Information shown →
☆ ☆ ☆ ☆ ☆ ☆ ☆

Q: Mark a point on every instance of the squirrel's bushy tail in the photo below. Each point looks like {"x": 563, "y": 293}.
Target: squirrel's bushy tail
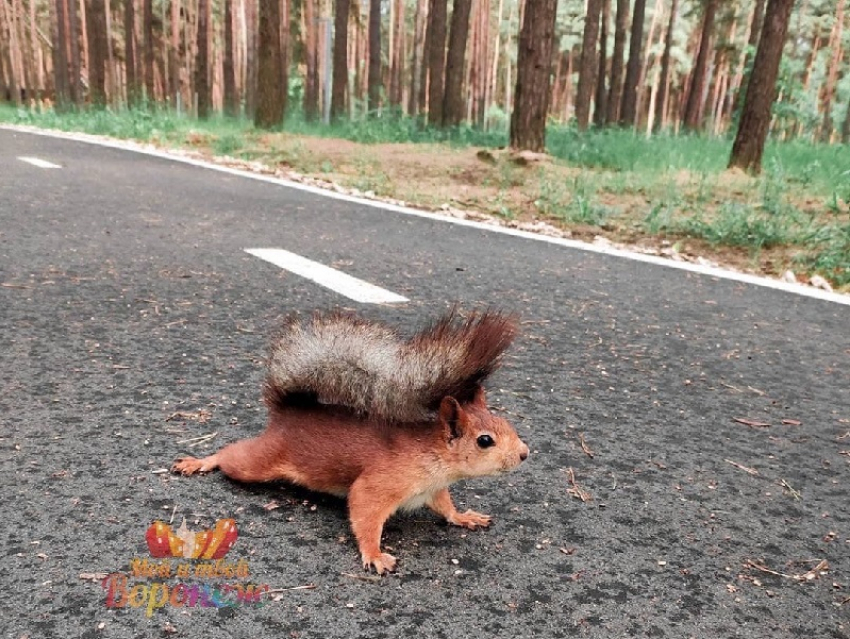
{"x": 341, "y": 359}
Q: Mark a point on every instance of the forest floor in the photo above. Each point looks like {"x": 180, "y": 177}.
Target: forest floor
{"x": 792, "y": 218}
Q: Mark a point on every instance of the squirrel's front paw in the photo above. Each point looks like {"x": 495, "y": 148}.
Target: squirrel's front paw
{"x": 381, "y": 562}
{"x": 471, "y": 519}
{"x": 188, "y": 466}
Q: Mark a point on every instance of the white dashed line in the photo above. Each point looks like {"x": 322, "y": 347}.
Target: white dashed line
{"x": 711, "y": 271}
{"x": 337, "y": 281}
{"x": 42, "y": 164}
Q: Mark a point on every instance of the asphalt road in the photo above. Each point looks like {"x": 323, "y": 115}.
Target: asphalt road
{"x": 129, "y": 310}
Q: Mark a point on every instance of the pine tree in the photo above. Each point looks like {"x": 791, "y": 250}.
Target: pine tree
{"x": 749, "y": 142}
{"x": 533, "y": 85}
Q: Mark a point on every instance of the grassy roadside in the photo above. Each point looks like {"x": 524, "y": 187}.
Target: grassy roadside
{"x": 670, "y": 195}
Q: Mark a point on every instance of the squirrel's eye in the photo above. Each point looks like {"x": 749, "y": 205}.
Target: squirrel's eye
{"x": 485, "y": 441}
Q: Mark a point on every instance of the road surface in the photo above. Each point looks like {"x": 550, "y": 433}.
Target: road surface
{"x": 706, "y": 421}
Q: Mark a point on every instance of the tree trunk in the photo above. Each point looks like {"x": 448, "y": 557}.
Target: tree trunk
{"x": 174, "y": 54}
{"x": 340, "y": 59}
{"x": 755, "y": 118}
{"x": 752, "y": 42}
{"x": 664, "y": 81}
{"x": 74, "y": 42}
{"x": 691, "y": 118}
{"x": 251, "y": 59}
{"x": 285, "y": 55}
{"x": 600, "y": 109}
{"x": 147, "y": 42}
{"x": 60, "y": 57}
{"x": 269, "y": 111}
{"x": 587, "y": 64}
{"x": 453, "y": 102}
{"x": 418, "y": 67}
{"x": 628, "y": 108}
{"x": 202, "y": 64}
{"x": 845, "y": 127}
{"x": 397, "y": 57}
{"x": 231, "y": 100}
{"x": 10, "y": 86}
{"x": 828, "y": 91}
{"x": 615, "y": 93}
{"x": 129, "y": 51}
{"x": 375, "y": 83}
{"x": 311, "y": 54}
{"x": 534, "y": 69}
{"x": 437, "y": 18}
{"x": 96, "y": 25}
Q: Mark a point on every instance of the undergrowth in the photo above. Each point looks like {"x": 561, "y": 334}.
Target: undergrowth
{"x": 613, "y": 162}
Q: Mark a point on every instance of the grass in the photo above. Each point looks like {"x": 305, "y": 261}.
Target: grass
{"x": 612, "y": 181}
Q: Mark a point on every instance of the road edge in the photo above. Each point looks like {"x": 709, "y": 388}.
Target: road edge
{"x": 603, "y": 249}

☆ ☆ ☆ ☆ ☆ ☆ ☆

Pictures are to be left out; the listing above is otherwise to be copied exactly.

Q: Mark a point on every instance of the squirrel's bushy tail in the photo below. Each point looks like {"x": 563, "y": 293}.
Target: squirrel's bushy tail
{"x": 341, "y": 359}
Q: Mark a point on every instance of the forest floor in the photo above. Each point looks like {"x": 180, "y": 177}.
Target: forest floor
{"x": 792, "y": 218}
Q: Mark a point on every instance of the squirrel's front paw in the photo above. Each point looks like {"x": 495, "y": 148}.
Target: squirrel's front paw
{"x": 381, "y": 562}
{"x": 471, "y": 519}
{"x": 188, "y": 466}
Q: Mark a point on every instance of the white dashed line in the photo above. Each point looks like {"x": 322, "y": 347}.
Target: white dashed line
{"x": 711, "y": 271}
{"x": 337, "y": 281}
{"x": 42, "y": 164}
Q: Mark a point on every instance of the asphalt road in the photo above. Each point looks like {"x": 323, "y": 115}.
Target: asphalt road
{"x": 129, "y": 310}
Q: Mark a point on every instance of the pine tree in the photo above. Each point looks like {"x": 791, "y": 250}.
Target: pine tree
{"x": 749, "y": 142}
{"x": 533, "y": 85}
Q: Mark a point on every instance of the grassy roadside in the photo above. Each point looks like {"x": 524, "y": 187}.
Target: grassy roadside
{"x": 670, "y": 195}
Q: Mark a point on every instance of the squirrel's eye in the photo above. Each point looks like {"x": 749, "y": 205}.
Target: squirrel's eye
{"x": 485, "y": 441}
Q: Mark a point on every instance of the road surface in the photo above. Each point looks like {"x": 550, "y": 433}.
Target: road surface
{"x": 706, "y": 421}
Q: Mark a point on every instance of the tree trunk in the photo above. Each point looks like {"x": 448, "y": 557}.
Target: tree trunk
{"x": 174, "y": 54}
{"x": 340, "y": 59}
{"x": 755, "y": 118}
{"x": 752, "y": 42}
{"x": 664, "y": 81}
{"x": 74, "y": 42}
{"x": 691, "y": 118}
{"x": 251, "y": 59}
{"x": 285, "y": 55}
{"x": 600, "y": 109}
{"x": 147, "y": 42}
{"x": 60, "y": 57}
{"x": 269, "y": 111}
{"x": 587, "y": 64}
{"x": 453, "y": 102}
{"x": 418, "y": 67}
{"x": 628, "y": 108}
{"x": 202, "y": 64}
{"x": 845, "y": 127}
{"x": 397, "y": 57}
{"x": 231, "y": 100}
{"x": 10, "y": 86}
{"x": 828, "y": 91}
{"x": 615, "y": 93}
{"x": 129, "y": 51}
{"x": 375, "y": 83}
{"x": 311, "y": 54}
{"x": 534, "y": 69}
{"x": 437, "y": 18}
{"x": 96, "y": 25}
Q: Mark a point on every instance of the undergrowth in the photo above. Each point looks like {"x": 561, "y": 334}.
Target: undergrowth
{"x": 613, "y": 162}
Q: Mark a point on every instance of the grass in the photo above. Each point looks like {"x": 305, "y": 261}.
Target: grass
{"x": 612, "y": 181}
Q: Mark a point on every instance of the road edge in the photo above. Each point looks like {"x": 709, "y": 388}.
Target: road edge
{"x": 603, "y": 249}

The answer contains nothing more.